• **Extracted text**
-------
UNITED STATES
SECURITIES AND EXCHANGE COMMISSION
WASHINGTON, D.C. 20549

 

FORM 8-K

 

CURRENT REPORT
PURSUANT TO SECTION 13 OR 15(d) OF THE
SECURITIES EXCHANGE ACT OF 1934

 

April 18, 2017

Date of Report (Date of earliest event reported)

 

RMR Industrials, Inc.

(Exact Name of Registrant as Specified in Charter)

 

Nevada 333-185046 46-0750094
(State or other jurisdiction of (Commission File (IRS Employer Identification
incorporation) Number) No.)

 

9301 Wilshire Blvd, Suite 312

Beverly Hills, CA 90210

(Address of Principal Executive Offices)

 

(310) 492-5010

(Registrant’s telephone number, including area code)

 

N/A

(Former Name or Former Address, if Changed Since Last Report.)

 

Check the appropriate box below if the Form 8-K filing is intended to simultaneously satisfy the filing obligation of the registrant under any of the following provisions (see General Instruction A.2. below):

 

¨ Written communications pursuant to Rule 425 under the Securities Act (17 CFR 230.425)

 

¨ Soliciting material pursuant to Rule 14a-12 under the Exchange Act (17 CFR 240.14a-12)

 

¨ Pre-commencement communications pursuant to Rule 14d-2(b) under the Exchange Act (17 CFR 240.14d-2(b))

 

¨ Pre-commencement communications pursuant to Rule 13e-4(c) under the Exchange Act (17 CFR 240.13e-4(c))

 

 

 

 

SECTION 1 – REGISTRANT’S BUSINESS AND OPERATIONS

 

ITEM 1.01. Entry into a Material Definitive Agreement.

 

On April 18, 2017, RMR Industrials, Inc. (“the Company”) entered into an Asset Purchase Agreement with Metro Mix, LLC, a Colorado limited liability company (“Metro Mix”). Pursuant to the terms of the Asset Purchase Agreement, the Company agreed to purchase, and Metro Mix agreed to sell, substantially all of the assets associated with the business operations of manufacturing, processing and delivery of ready-mixed concrete, including the fixed assets, accounts receivable, inventories, all rights and benefits under all material contracts and other assets associated with the ready-mix concrete operation. The acquisition of the Metro Mix assets will promote the development and implementation of the Company’s industrial operations in Colorado.
-------
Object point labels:
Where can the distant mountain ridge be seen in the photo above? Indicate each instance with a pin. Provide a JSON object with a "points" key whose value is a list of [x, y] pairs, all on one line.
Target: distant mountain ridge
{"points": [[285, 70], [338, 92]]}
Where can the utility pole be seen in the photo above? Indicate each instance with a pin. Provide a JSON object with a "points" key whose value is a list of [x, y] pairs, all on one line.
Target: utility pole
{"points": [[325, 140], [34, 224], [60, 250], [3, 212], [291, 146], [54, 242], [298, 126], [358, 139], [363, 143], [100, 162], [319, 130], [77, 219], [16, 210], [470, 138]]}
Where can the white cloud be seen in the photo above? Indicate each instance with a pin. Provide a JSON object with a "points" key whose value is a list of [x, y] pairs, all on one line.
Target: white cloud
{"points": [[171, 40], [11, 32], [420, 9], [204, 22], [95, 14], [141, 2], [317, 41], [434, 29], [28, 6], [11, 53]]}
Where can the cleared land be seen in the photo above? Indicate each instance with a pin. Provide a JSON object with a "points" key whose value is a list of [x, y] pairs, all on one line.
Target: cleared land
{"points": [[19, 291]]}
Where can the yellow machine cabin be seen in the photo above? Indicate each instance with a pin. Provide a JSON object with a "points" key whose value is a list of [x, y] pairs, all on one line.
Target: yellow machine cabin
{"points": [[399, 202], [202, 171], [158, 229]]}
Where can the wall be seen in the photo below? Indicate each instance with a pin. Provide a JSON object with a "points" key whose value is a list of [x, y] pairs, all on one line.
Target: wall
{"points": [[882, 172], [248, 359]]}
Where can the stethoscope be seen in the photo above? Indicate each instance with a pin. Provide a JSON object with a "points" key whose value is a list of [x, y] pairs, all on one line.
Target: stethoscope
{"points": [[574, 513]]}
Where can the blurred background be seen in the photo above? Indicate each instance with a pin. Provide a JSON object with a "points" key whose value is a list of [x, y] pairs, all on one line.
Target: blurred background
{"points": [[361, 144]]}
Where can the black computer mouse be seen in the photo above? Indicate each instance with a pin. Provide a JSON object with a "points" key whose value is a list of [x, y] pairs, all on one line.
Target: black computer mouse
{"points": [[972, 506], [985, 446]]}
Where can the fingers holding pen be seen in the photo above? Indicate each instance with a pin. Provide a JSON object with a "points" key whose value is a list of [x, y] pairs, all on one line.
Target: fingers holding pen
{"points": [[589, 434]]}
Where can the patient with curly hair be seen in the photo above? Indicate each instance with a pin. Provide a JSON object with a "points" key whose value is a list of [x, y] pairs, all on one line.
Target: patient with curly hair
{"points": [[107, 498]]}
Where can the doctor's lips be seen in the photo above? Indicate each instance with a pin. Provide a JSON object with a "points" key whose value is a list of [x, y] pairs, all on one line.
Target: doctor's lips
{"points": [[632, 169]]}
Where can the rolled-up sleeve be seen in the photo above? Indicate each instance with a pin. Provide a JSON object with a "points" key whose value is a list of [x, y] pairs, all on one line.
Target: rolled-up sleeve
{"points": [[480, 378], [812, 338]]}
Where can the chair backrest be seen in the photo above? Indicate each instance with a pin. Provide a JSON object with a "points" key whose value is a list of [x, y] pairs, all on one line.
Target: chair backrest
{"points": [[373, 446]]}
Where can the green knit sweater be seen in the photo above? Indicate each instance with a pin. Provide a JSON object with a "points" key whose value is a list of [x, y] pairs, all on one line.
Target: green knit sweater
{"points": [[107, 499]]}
-------
• **Task set**
**A)** Transcribe the RMR Industrials 8-K filing from "9301 Wilshire Blvd, Suite" up to and including "including area code)".
**B)** List every rule named in the checkbox options of the RMR Industrials 8-K filing.
**C)** Using the RMR Industrials 8-K filing, decide whether each statement agrees with it, answering yes or no and quoting the deciding words: (i) Metro Mix is a Colorado limited liability company. (ii) The registrant's principal executive offices are in Denver. (iii) Metro Mix agreed to buy assets from the Company.

• **Answers to the problems**
**A)**
9301 Wilshire Blvd, Suite 312

Beverly Hills, CA 90210

(Address of Principal Executive Offices)

 

(310) 492-5010

(Registrant’s telephone number, including area code)

**B)** Rule 425, Rule 14a-12, Rule 14d-2(b), Rule 13e-4(c)

**C)**
(i) Yes: "Metro Mix, LLC, a Colorado limited liability company"
(ii) No: "Beverly Hills, CA 90210"
(iii) No: "the Company agreed to purchase, and Metro Mix agreed to sell"